Problem to solve →
Copy every line of the listing below verbatim, without changing anything.
#####
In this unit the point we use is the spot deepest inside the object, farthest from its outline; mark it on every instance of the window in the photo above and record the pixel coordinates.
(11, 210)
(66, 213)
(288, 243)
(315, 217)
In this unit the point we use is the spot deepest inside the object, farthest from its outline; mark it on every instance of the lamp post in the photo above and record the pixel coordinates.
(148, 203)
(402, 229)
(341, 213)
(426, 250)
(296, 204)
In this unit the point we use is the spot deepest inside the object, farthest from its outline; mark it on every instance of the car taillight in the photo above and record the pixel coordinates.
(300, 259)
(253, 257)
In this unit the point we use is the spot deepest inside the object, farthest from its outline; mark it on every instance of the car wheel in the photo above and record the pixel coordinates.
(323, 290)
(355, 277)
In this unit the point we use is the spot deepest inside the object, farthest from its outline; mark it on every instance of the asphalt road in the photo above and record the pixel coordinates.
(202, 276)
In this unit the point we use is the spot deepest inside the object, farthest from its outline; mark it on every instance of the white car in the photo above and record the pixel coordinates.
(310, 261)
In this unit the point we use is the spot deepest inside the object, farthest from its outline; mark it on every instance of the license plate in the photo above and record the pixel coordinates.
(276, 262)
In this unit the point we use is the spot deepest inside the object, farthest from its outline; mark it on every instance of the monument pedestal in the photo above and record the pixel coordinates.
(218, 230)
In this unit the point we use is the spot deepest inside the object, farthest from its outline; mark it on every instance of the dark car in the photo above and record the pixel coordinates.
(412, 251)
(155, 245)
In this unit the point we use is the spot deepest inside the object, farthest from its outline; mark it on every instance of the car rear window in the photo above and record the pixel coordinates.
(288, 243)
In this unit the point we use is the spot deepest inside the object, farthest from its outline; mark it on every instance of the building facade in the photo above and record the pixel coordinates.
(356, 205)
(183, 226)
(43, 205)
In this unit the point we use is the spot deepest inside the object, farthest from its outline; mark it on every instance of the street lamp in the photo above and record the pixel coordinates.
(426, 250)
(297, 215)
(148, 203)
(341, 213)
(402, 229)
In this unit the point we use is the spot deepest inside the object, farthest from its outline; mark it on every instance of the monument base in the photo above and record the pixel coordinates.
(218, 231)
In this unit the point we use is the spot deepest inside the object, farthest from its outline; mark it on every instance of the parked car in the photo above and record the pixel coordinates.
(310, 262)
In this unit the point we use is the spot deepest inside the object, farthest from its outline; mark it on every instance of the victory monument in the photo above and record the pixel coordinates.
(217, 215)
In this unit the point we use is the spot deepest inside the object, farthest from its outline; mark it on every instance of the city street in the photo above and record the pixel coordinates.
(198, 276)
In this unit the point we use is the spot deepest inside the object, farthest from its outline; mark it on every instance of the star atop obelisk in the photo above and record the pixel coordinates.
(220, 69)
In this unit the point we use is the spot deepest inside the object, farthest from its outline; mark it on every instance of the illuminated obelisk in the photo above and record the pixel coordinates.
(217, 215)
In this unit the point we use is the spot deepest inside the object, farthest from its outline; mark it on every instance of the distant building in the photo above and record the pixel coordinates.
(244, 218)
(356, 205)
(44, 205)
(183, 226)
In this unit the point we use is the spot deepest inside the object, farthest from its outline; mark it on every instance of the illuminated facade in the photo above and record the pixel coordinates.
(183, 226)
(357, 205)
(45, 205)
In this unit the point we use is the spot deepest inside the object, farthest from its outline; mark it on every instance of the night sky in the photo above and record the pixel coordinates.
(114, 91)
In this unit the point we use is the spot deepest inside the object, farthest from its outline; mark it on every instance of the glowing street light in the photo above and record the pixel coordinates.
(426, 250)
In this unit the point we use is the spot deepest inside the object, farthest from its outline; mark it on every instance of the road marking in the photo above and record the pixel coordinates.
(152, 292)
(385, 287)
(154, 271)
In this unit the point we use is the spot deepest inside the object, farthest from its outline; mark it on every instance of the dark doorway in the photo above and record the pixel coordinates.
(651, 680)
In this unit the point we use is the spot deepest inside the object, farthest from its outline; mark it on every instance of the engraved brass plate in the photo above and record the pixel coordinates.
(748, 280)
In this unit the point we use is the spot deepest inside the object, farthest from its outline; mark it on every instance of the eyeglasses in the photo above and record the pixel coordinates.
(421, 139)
#####
Complete response →
In this unit the point we use is the spot deepest inside the object, farthest from its outline; mark it on every instance of the window in the photo above and record the pixel coordinates.
(11, 210)
(66, 213)
(288, 243)
(315, 217)
In this unit the point we use is the spot deepest inside the object, farthest from its outline; mark it on every instance of the lamp post in the photo above and record the pixel coordinates.
(148, 203)
(402, 229)
(341, 213)
(426, 250)
(296, 204)
In this unit the point we use is the spot deepest inside the object, farthest from its outline; mark it on every instance of the car taillight in the photo above and record the pixel coordinates.
(300, 259)
(253, 257)
In this unit the point we use is the spot deepest inside the object, farthest from its outline; mark it on every instance of the car wheel in the photo above and record the pixel coordinates.
(323, 290)
(355, 277)
In this unit the point we use is the spot deepest inside the object, farthest from its outline; mark it on every instance of the asphalt road in the photo above and record the pixel coordinates.
(202, 276)
In this unit the point we use is the spot deepest inside the object, farthest from its outline; mark it on every instance of the white car in the photo above and record the pixel coordinates.
(310, 261)
In this unit the point we use is the spot deepest inside the object, farthest from its outline; mark it on every instance of the license plate in the photo above and record the pixel coordinates.
(276, 262)
In this unit the point we use is the spot deepest inside the object, farthest from its outline; mark it on every instance of the monument pedestal in the photo above and record the pixel coordinates.
(218, 230)
In this unit the point we use is the spot deepest inside the object, farthest from its outline; mark it on every instance of the dark car in the photo above and record the pixel coordinates.
(412, 251)
(155, 245)
In this unit the point we use is the spot deepest inside the object, farthest from its outline; mark it on every instance of the car rear window in the photo above and record the pixel coordinates.
(288, 243)
In this unit the point we use is the spot deepest inside the object, farthest from its outline; mark it on every instance of the building facade in the photo above and record the pixel coordinates.
(356, 205)
(183, 226)
(43, 205)
In this unit the point we use is the spot deepest inside the object, farthest from its outline; mark it on every instance of the street lamp in the photo above and record the pixel coordinates.
(426, 250)
(297, 215)
(148, 203)
(341, 213)
(402, 229)
In this unit the point we use is the spot deepest inside the object, farthest from its outline; mark it on every instance of the monument base in the photo above and record the pixel coordinates.
(218, 231)
In this unit the point we use is the spot deepest inside the object, farthest from its outline; mark it on every instance of the parked car in the photo above and record the pixel coordinates.
(310, 262)
In this unit the point we use is the spot deepest inside the object, farthest from its outline; mark it on every instance of the victory monument in the photo above and record the pixel coordinates.
(217, 215)
In this unit the point we use is the spot deepest inside the object, farthest from its outline; mark it on every instance of the city street in the photo above and record the pixel coordinates.
(198, 276)
In this unit the point we use is the spot deepest inside the object, farthest from its outline; mark it on every instance of the star atop obelisk in the photo above and record the pixel coordinates.
(220, 69)
In this unit the point we use is the spot deepest inside the object, farthest from its outline; mark it on every instance of the illuminated obelisk in the photo above and record the pixel coordinates.
(217, 215)
In this unit the point we use is the spot deepest inside the object, farthest from its outline; mark it on every instance of the distant building in the photo above and record the pixel coordinates.
(244, 218)
(356, 205)
(44, 205)
(183, 226)
In this unit the point we use is the spot deepest inside the object, farthest from its outline; mark it on every instance of the illuminated facade in the photo above and record the pixel coordinates.
(183, 226)
(357, 205)
(45, 205)
In this unit the point we use is the spot deepest inside the object, farthest from its outline; mark it on every instance of the night sky in the photo above and record the pixel coordinates.
(114, 91)
In this unit the point we use is the spot deepest inside the object, farthest from its outline; mark it on every instance of the glowing street light in the photo above and record the pixel coordinates.
(426, 250)
In this unit the point we use is the spot deepest inside the object, farthest from its outline; mark it on every instance of the road marking in the photo above and record the pixel coordinates.
(152, 292)
(385, 287)
(154, 271)
In this unit the point we use is the spot deepest inside the object, farthest from its outline; mark it on every instance of the dark doorway in the photo above and record the pixel coordinates.
(651, 680)
In this unit the point we use is the spot deepest inside the object, farthest from its outline; mark it on every instance of the engraved brass plate in the photo above and record the pixel coordinates.
(748, 280)
In this unit the point we use is the spot deepest inside the object, farthest from its outline; mark it on every instance of the eyeglasses in the photo above and record the pixel coordinates.
(421, 139)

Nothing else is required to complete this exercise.